***** Material for the task

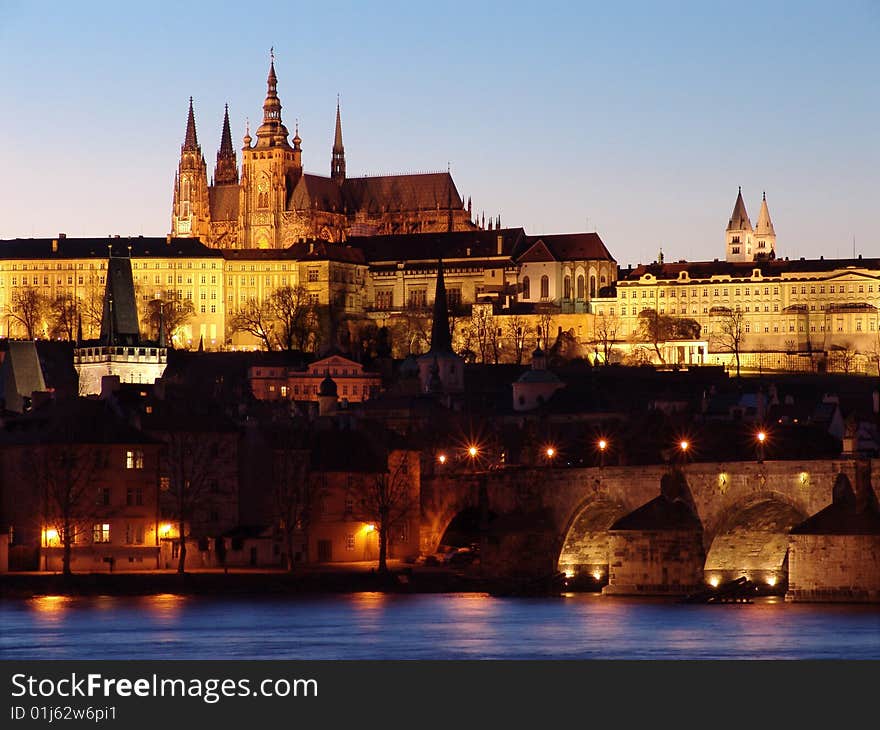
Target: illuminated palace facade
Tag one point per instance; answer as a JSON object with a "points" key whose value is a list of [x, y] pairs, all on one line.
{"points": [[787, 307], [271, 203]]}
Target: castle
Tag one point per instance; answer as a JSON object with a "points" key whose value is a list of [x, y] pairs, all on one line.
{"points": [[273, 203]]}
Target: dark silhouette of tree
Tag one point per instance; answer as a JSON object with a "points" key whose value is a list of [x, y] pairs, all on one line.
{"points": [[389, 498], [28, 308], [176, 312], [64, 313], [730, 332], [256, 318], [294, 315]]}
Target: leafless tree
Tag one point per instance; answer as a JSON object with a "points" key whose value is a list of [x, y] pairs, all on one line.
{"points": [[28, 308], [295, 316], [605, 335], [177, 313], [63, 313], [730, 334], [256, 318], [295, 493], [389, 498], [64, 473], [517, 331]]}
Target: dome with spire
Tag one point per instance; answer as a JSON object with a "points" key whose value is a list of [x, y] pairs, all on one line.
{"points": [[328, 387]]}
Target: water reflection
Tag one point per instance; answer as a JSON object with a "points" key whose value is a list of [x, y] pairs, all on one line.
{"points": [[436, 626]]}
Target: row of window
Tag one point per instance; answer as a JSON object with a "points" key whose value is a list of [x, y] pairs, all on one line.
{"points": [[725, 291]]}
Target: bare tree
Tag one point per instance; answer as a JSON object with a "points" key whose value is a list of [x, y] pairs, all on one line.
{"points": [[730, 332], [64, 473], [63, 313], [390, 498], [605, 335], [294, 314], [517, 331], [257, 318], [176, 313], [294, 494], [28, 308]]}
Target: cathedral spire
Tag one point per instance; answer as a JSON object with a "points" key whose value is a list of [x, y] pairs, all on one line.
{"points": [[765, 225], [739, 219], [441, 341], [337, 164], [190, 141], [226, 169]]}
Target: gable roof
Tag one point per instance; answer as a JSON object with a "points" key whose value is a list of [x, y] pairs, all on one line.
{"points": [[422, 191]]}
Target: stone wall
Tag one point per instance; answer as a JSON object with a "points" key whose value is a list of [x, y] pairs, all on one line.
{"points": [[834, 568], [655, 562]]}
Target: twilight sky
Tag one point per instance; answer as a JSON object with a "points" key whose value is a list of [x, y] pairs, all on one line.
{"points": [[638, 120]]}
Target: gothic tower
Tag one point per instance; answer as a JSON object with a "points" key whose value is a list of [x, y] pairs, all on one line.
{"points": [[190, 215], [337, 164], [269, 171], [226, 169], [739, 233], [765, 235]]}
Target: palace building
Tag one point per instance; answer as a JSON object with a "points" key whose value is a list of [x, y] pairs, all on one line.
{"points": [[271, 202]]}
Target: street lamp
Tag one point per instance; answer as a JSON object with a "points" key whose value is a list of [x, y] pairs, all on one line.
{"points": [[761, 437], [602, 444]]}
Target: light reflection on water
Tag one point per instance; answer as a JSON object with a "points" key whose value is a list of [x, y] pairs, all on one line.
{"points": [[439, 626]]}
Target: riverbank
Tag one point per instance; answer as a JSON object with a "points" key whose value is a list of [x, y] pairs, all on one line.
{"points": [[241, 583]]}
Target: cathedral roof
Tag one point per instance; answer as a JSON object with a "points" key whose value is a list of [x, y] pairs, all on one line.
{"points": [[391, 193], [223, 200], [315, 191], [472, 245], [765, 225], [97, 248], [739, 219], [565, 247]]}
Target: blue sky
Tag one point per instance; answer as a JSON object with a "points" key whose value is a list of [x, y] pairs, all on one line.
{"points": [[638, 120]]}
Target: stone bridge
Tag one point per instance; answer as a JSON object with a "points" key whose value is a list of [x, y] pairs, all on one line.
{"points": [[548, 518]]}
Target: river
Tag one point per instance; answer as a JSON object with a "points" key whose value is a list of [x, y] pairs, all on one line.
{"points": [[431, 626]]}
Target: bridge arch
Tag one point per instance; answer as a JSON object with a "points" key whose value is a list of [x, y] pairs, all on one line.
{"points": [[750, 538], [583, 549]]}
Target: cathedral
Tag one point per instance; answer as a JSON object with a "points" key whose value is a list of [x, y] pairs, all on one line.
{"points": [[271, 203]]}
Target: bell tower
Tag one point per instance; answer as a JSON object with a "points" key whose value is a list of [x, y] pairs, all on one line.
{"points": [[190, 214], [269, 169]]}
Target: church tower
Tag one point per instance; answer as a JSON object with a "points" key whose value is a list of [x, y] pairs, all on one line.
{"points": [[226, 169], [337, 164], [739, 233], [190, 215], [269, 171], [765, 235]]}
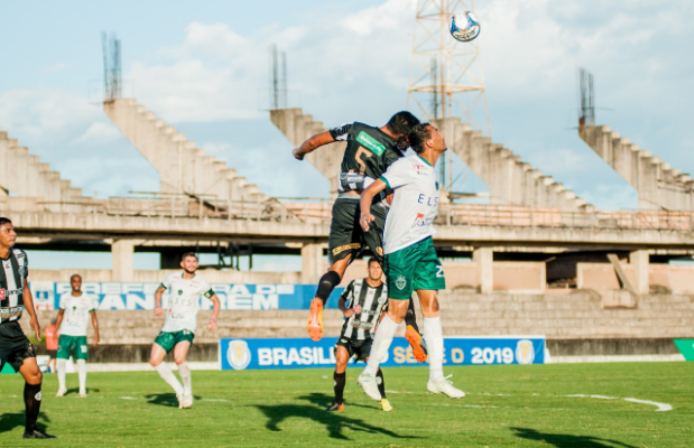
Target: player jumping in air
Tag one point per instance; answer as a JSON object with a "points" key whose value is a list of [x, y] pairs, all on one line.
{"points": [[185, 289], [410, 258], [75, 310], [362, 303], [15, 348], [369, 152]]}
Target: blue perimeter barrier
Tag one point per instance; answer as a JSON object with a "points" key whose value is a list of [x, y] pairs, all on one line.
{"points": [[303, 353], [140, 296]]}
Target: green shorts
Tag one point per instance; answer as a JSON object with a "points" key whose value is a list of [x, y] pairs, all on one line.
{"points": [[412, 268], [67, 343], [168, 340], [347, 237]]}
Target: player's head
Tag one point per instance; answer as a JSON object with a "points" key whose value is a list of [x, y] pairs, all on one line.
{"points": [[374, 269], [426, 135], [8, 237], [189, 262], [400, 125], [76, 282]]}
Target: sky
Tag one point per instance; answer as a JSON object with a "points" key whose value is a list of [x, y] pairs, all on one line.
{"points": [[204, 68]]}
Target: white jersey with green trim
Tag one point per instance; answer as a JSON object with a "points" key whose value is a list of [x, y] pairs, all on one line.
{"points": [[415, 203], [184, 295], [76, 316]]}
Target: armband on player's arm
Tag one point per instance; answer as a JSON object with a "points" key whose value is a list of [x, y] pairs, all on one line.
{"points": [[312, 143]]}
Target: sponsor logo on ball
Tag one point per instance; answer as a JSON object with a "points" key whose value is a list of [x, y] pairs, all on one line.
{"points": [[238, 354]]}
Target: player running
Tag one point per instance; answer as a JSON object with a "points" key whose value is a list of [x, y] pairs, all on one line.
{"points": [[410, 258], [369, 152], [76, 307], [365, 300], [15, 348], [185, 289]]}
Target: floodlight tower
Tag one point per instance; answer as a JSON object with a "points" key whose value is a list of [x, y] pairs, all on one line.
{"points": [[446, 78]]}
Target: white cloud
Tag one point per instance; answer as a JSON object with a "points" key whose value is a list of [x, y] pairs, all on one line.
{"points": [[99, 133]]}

**********

What you should do — Copy the records above exactly, leaving out every picture.

Output for this exercise —
Target: illuminated palace facade
Tag one point per instance; answer as a JSON object with a "points" key whose value is a list of [x, y] pairs, all on one line.
{"points": [[787, 307], [271, 203]]}
Target: castle
Tag one point per instance; answer as a JSON object with a "points" key whose value is a list of [x, y] pairs, all on one line.
{"points": [[273, 203]]}
Target: dark silhouette of tree
Tag one point per instance; answer as a JSON object with a "points" key whose value is a list of [x, y] pairs, all on one line.
{"points": [[389, 498], [28, 308], [176, 312], [64, 313], [730, 332], [256, 318], [294, 315]]}
Target: leafless tree
Tag one point per instance; answer as a JSON object with a "points" key whose value is a list of [x, y] pairs, all on one line.
{"points": [[28, 308], [295, 316], [605, 335], [177, 313], [63, 313], [730, 334], [256, 318], [295, 493], [389, 498], [64, 473], [517, 331]]}
Target: dome with spire
Tag one point per instance; answer as a JSON object with a "points" key whose value is a list of [x, y] pairs, all on one line.
{"points": [[328, 387]]}
Target: water reflection
Tag one point per instance; answer as a JSON object with a "points" key whose value is a list of [x, y] pairs, all on one line.
{"points": [[436, 626]]}
Target: row of window
Tag one point per instance; answer as a JSON object with a "points" key whose value is a list of [x, y] pairs, all on one line.
{"points": [[725, 291]]}
Target: bare tree
Tag one point per instance; answer as a JSON object with a "points" key whose value is a list of [x, y] pairs, all on one line.
{"points": [[730, 332], [64, 473], [63, 313], [390, 498], [605, 335], [294, 314], [517, 331], [257, 318], [176, 313], [294, 494], [28, 308]]}
Target: cathedral spire
Tag one point per instance; answer as a JSON object with a "points" key whose value is a list of [x, y] pairs, all on one line.
{"points": [[765, 225], [739, 219], [441, 341], [337, 164], [190, 141], [226, 169]]}
Target: gable roof
Tag one point per instance; answer as a JSON object with a "points" key whose value is a list of [x, y] pairs, all on one line.
{"points": [[422, 191]]}
Target: stone wall
Tag one point per instance; answer as a JSON object with a "points" key whose value is a list of [x, y] pairs, all on one line.
{"points": [[834, 568], [655, 562]]}
Target: twilight sky
Tag one point per instance; answer as a JSON object with a "points" key whose value is a list of [x, y] pairs, all on one line.
{"points": [[638, 120]]}
Target: gothic tower
Tag one point per instance; answer as a JSON object with a "points" key whose value is a list of [x, y] pairs, all on one line.
{"points": [[190, 215], [337, 164], [269, 171], [226, 169], [739, 233], [765, 235]]}
Target: palace building
Tag one point per instance; answer as a JSON object with a "points" key whose value is a list of [x, y] pairs, all on one line.
{"points": [[271, 202]]}
Target: street lamp
Tag one point per instance; answer as a JSON object with a "points" key whose value is a list of [x, y] pairs, all on one line.
{"points": [[761, 437], [602, 444]]}
Target: light reflection on water
Tag one point per instance; answer as a JSON object with a "points" key whose value is a list of [x, y] pairs, all on one line.
{"points": [[439, 626]]}
Target: riverbank
Tag one point per instance; answer as a JSON object with a "points" key whose value is a list of [x, y] pairs, all on one line.
{"points": [[241, 583]]}
Target: cathedral roof
Tag one point per instance; answer as a JSON object with a "points" key whose value is a list of [x, y] pairs, all on one line.
{"points": [[391, 193], [223, 200], [315, 191], [472, 245], [765, 225], [97, 248], [739, 219], [565, 247]]}
Target: blue sky
Tag one point per instance; answer as a JSON object with a "points" key whose value is a list of [x, y] pairs, all on one line.
{"points": [[638, 120]]}
Target: stone bridge
Tag one point per instance; answer as a JSON object with a "points" key whose value is a list of [x, y] pairs, all on one line.
{"points": [[548, 518]]}
Target: river
Tag one point per instance; answer as a JSON object with a "points" key whose value is a list of [x, y] pairs, all on one line.
{"points": [[431, 626]]}
Target: bridge arch
Tag one point per instance; answer as a JSON object with a "points" key whose value is a list of [x, y] pairs, all on one line.
{"points": [[750, 538], [583, 549]]}
Target: cathedral
Tag one point per instance; answer as a JSON object with a "points" key whose value is a list of [x, y] pairs, all on one line.
{"points": [[271, 203]]}
Target: bell tower
Tag one point per instance; answer as a JSON object with a "points" key whose value is a list of [x, y] pairs, all on one line.
{"points": [[190, 214], [269, 169]]}
Target: church tower
Tag one point per instance; answer as a JSON object with a "points" key whose value is a list of [x, y] pairs, all on one line.
{"points": [[226, 169], [337, 164], [739, 233], [190, 215], [269, 171], [765, 235]]}
Target: player jumping in air
Tag one point per instance; answer as a JSON object with a "points" key whose value is a list of [x, y] pairs, all on one line.
{"points": [[185, 289], [410, 258], [75, 310], [362, 303], [15, 348], [369, 152]]}
Target: blue perimeter barrier
Tag one point per instance; answer as a JSON object with a "points" key whose value is a list of [x, y] pairs, all on one line.
{"points": [[303, 353], [140, 296]]}
Target: green shorts
Tag one point per instance; answer as a JSON object with a "points" key whose value is a list of [x, y] pairs, all on one line.
{"points": [[412, 268], [67, 343], [168, 340], [347, 237]]}
Target: player's head
Tag one point per instance; answer as a JSON object with a "points" key whose value is a list of [x, y] pairs, all on one line.
{"points": [[374, 269], [426, 135], [8, 237], [189, 262], [400, 125], [76, 282]]}
Target: sky
Tag one point per instance; answer as a JSON object with a "points" key whose value is a list of [x, y] pairs, all on one line.
{"points": [[204, 68]]}
Target: white jersey with green trim
Tag one point per instance; answer as a JSON object with a "points" key whose value is a list of [x, y] pairs, all on one line.
{"points": [[415, 203], [184, 295], [76, 316]]}
Target: armband on player's arm
Tag one point per instance; answer as a JSON object with a "points" key whose value is a list of [x, y] pairs, all on one line.
{"points": [[312, 143]]}
Target: sponsor logo on ball
Tag one point per instance; answer as a JSON object with a "points" key whose value is a list of [x, y] pairs, all on one line.
{"points": [[238, 354]]}
Target: player running
Tag one point per instance; answer as a JSON object with a "points" key whose value is a list of [x, y] pairs, all on one line.
{"points": [[410, 258], [369, 152], [76, 307], [365, 300], [15, 348], [185, 289]]}
Target: floodlight tower
Tag one point per instance; answer as a JSON object with a "points" key whose value is a list of [x, y] pairs, all on one line.
{"points": [[446, 78]]}
Target: white cloud
Tag one point per instance; answer as a JSON object with a "points" key whose value is a list of [x, y] pairs, all on one line.
{"points": [[99, 133]]}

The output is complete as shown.